*THINGS TO DO*.
a) Copy the Younger Dryas excerpt from "But for more" through "6/2/07, p. 339).", substituting "asteroid" for "comet".
b) According to the Younger Dryas excerpt, what do most researchers suspect caused the Younger Dryas?
----- SELECTED EXCERPT
Last month I shot a big hole in the latest YDIH paper.  This Science News article shoots another big hole in it.  The irony is that both of these particular holes were preexisting conditions: The contradictory data were either unknown to or ignored by the YDIH proponents.

Why won’t this debate about an ancient cold snap die?

Despite mainstream opposition, a controversial comet impact hypothesis persists

BY CAROLYN GRAMLING 2:00PM, JUNE 26, 2018

[…]

Geologists call this blip of frigid conditions the Younger Dryas, and its cause is a mystery. Most researchers suspect that a large pulse of freshwater from a melting ice sheet and glacial lakes flooded into the ocean, briefly interfering with Earth’s heat-transporting ocean currents. However, geologists have not yet found firm evidence of how and where this happened, such as traces of the path that this ancient flood traveled to reach the sea (SN: 12/29/12, p. 11).

But for more than a decade, one group of researchers has stirred up controversy by suggesting a cosmic cause for the sudden deep freeze. About 12,800 years ago, these researchers say, a comet — or perhaps its remnants — hit or exploded over the Laurentide Ice Sheet that once covered much of North America (SN: 6/2/07, p. 339).
----------
----- DATA
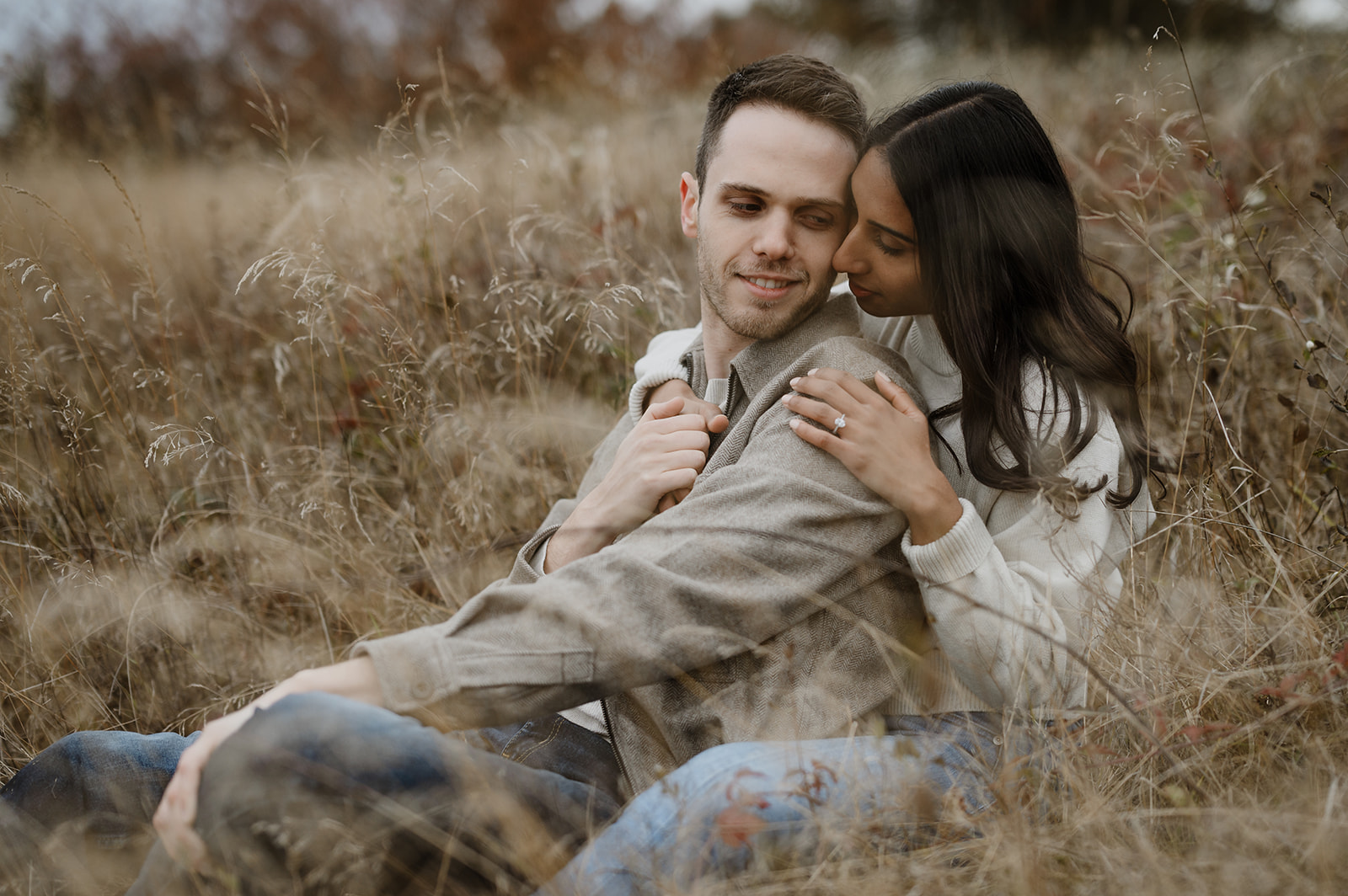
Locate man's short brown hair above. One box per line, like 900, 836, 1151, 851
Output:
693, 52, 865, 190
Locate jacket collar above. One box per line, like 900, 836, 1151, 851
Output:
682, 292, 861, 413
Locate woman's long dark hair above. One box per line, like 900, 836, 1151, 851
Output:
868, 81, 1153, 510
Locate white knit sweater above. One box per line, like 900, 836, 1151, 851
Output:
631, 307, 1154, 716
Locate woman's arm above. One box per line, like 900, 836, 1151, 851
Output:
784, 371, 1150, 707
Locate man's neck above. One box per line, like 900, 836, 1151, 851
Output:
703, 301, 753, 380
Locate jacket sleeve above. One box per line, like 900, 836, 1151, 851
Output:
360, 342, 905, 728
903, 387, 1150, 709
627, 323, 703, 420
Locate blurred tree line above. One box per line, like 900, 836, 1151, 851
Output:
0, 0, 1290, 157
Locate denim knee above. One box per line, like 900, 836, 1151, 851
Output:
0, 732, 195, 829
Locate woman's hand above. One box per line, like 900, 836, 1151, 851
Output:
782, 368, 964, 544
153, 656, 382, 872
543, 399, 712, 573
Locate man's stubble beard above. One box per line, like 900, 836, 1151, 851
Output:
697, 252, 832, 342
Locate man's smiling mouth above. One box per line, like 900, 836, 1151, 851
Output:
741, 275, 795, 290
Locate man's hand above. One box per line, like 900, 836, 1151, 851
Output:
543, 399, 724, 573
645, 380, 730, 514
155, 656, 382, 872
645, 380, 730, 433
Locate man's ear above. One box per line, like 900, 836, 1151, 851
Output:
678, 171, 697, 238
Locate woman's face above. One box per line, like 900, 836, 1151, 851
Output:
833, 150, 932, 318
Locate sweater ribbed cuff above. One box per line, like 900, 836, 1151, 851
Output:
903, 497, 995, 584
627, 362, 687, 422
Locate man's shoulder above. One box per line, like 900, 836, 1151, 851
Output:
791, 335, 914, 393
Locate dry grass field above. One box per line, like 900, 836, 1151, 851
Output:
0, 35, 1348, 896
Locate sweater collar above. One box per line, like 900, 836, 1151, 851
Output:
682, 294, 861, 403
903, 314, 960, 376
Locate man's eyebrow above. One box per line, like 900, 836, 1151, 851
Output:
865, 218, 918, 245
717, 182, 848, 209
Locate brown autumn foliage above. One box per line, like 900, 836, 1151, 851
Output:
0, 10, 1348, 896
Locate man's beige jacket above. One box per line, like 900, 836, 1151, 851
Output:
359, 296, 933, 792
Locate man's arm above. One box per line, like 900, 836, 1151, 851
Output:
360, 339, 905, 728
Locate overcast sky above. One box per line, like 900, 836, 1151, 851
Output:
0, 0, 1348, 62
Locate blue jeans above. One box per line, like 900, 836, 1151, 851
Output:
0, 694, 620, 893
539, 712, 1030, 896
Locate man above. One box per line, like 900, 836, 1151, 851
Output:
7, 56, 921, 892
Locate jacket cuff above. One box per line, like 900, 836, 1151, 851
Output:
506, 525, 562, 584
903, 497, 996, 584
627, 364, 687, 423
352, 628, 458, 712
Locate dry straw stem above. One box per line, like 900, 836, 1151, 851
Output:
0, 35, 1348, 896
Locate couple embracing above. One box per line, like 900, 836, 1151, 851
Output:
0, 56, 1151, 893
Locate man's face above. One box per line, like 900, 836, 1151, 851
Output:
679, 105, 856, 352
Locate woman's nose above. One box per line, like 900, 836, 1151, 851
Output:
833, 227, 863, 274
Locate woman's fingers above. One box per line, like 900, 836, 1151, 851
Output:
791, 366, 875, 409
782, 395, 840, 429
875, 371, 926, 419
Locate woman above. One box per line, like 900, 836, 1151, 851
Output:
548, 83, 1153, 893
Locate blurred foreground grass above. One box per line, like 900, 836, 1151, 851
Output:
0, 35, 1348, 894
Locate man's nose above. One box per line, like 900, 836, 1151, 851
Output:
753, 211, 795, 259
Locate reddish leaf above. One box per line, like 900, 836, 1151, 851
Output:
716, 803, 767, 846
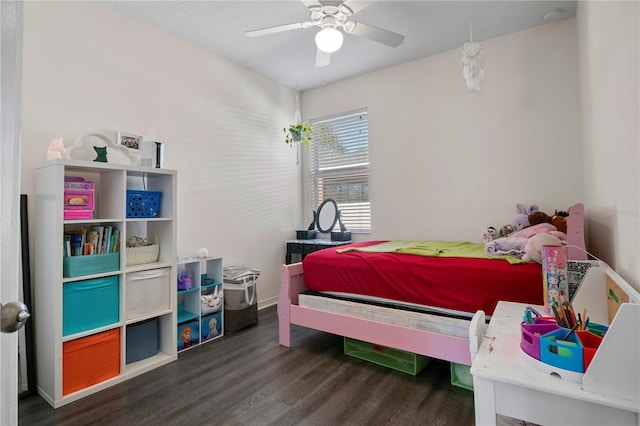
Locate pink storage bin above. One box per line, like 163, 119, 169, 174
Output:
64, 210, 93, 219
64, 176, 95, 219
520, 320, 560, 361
----------
*TASK-BY-TASK SOLUTIONS*.
a)
But for more than a decade, one group of researchers has stirred up controversy by suggesting a cosmic cause for the sudden deep freeze. About 12,800 years ago, these researchers say, a asteroid — or perhaps its remnants — hit or exploded over the Laurentide Ice Sheet that once covered much of North America (SN: 6/2/07, p. 339).

b) A large pulse of freshwater from a melting ice sheet and glacial lakes flooded into the ocean and briefly interfered with Earth's heat-transporting ocean currents.